> _Zadanie do wykonania_: Zastąp każde wystąpienie „biggest” słowem „largest” w rekordach od wiersza zawierającego „For each instance of the green” do końca rekordów. Podaj te wiersze ponownie, nie zmieniając w nich niczego poza tą zamianą.

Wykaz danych

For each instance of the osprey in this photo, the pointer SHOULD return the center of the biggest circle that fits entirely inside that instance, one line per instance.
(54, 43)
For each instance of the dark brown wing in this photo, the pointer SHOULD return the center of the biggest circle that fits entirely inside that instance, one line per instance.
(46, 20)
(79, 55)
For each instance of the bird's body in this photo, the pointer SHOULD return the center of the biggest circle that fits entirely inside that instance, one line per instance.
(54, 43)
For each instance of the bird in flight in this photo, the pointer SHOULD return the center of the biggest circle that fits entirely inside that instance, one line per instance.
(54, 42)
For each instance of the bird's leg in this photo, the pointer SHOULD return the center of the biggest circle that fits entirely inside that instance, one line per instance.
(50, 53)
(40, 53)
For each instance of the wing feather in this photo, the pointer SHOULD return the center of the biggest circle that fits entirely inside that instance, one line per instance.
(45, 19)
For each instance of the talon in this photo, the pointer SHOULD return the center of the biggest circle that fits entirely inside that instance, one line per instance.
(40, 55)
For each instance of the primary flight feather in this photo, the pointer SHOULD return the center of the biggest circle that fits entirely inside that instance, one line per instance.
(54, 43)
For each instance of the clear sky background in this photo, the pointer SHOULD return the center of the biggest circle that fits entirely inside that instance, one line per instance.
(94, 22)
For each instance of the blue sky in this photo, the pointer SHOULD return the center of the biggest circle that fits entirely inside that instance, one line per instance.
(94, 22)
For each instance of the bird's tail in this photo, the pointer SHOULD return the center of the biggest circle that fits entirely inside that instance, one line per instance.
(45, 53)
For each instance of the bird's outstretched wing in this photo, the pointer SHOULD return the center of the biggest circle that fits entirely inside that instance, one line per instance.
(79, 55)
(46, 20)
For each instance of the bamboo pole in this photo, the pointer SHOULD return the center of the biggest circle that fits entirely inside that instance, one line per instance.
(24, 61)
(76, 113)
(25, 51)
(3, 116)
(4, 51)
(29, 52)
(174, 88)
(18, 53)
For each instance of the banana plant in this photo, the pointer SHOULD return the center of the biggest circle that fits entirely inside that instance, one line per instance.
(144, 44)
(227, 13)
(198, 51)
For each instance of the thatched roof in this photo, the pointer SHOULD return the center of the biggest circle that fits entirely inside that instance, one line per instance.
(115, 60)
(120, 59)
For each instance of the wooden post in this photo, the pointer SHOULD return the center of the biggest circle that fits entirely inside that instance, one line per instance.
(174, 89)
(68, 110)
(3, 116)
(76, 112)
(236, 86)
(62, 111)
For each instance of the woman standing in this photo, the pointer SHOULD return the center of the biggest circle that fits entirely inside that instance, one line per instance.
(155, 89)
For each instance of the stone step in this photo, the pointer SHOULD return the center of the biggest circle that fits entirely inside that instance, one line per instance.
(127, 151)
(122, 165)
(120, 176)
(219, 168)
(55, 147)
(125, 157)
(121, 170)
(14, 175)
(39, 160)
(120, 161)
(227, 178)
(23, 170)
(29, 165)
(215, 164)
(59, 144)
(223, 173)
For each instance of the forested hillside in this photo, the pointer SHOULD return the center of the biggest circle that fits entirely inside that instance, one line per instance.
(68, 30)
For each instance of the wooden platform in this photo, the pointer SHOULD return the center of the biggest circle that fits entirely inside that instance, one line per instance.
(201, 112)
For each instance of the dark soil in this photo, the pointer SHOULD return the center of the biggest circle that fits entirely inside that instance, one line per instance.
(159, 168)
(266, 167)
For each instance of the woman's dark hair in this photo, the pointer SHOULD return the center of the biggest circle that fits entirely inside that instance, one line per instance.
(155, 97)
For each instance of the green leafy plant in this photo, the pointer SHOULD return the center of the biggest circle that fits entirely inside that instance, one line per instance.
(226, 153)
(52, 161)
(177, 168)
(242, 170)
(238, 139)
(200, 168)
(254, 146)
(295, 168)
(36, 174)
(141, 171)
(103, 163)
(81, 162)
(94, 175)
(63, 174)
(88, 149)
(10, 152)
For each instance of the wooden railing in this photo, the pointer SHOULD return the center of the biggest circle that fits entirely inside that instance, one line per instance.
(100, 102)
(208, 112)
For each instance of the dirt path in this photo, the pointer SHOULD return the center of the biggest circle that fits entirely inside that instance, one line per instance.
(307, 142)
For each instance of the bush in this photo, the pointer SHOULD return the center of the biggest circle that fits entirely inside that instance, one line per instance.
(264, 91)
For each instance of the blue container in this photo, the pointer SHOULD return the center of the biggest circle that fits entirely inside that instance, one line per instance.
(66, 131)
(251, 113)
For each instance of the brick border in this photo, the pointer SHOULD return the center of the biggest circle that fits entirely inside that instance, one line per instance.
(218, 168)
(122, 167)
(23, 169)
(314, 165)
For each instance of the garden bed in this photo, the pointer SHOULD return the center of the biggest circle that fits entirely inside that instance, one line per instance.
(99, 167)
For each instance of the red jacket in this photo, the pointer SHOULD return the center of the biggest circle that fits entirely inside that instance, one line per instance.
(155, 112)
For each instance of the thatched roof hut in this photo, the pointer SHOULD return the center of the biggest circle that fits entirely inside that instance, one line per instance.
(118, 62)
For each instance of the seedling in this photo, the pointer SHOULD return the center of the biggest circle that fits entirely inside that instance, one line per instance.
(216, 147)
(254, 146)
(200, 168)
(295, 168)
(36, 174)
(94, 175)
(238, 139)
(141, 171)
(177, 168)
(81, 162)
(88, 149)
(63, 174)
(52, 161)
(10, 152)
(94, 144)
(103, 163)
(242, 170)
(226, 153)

> _Odpowiedź na zadanie_:
For each instance of the green leafy plant in this photo, the pointer SHOULD return the center of the largest circle that fits entirely inside that instance, one line per instance.
(226, 153)
(52, 161)
(177, 168)
(242, 170)
(238, 139)
(200, 168)
(254, 146)
(295, 168)
(36, 174)
(141, 171)
(103, 163)
(81, 162)
(94, 175)
(63, 174)
(88, 149)
(10, 152)
For each instance of the wooden railing in this photo, the pointer SHOULD return the center of the largest circle that fits entirely inside that instance, one line per instance.
(100, 102)
(208, 112)
For each instance of the dirt path in this photo, the pointer SHOULD return the center of the largest circle that fits entirely inside that instance, one line per instance.
(307, 142)
For each instance of the bush in this photo, the pointer SHOULD return the center of the largest circle that fits entirely inside that instance, one line per instance.
(264, 91)
For each instance of the blue container in this photo, the pointer SHOULD return the center of the largest circle that fits entirely inside that instance, one line per instance.
(66, 131)
(251, 113)
For each instance of the brick border in this photo, the pointer SHOULD return the center of the largest circle that fits entirely inside that instance, one line per instance.
(218, 168)
(122, 167)
(23, 169)
(314, 165)
For each instance of the garden bed in this photo, the pointer SHOULD return the center of the largest circle that fits entirely inside that instance, one line per instance.
(99, 167)
For each instance of the red jacket in this photo, the pointer SHOULD return the center of the largest circle that fits entirely inside that instance, one line per instance.
(155, 112)
For each instance of the thatched roof hut in this photo, the pointer SHOULD return the center of the largest circle that fits entirely inside that instance, one line per instance.
(118, 62)
For each instance of the seedling in this photo, the pointer SHOULD return the center of the largest circle that fits entirely inside that instance, one line per instance.
(216, 147)
(254, 146)
(200, 168)
(295, 168)
(36, 174)
(94, 175)
(238, 139)
(141, 171)
(177, 168)
(81, 162)
(88, 149)
(63, 174)
(52, 161)
(10, 152)
(94, 144)
(103, 163)
(242, 170)
(226, 153)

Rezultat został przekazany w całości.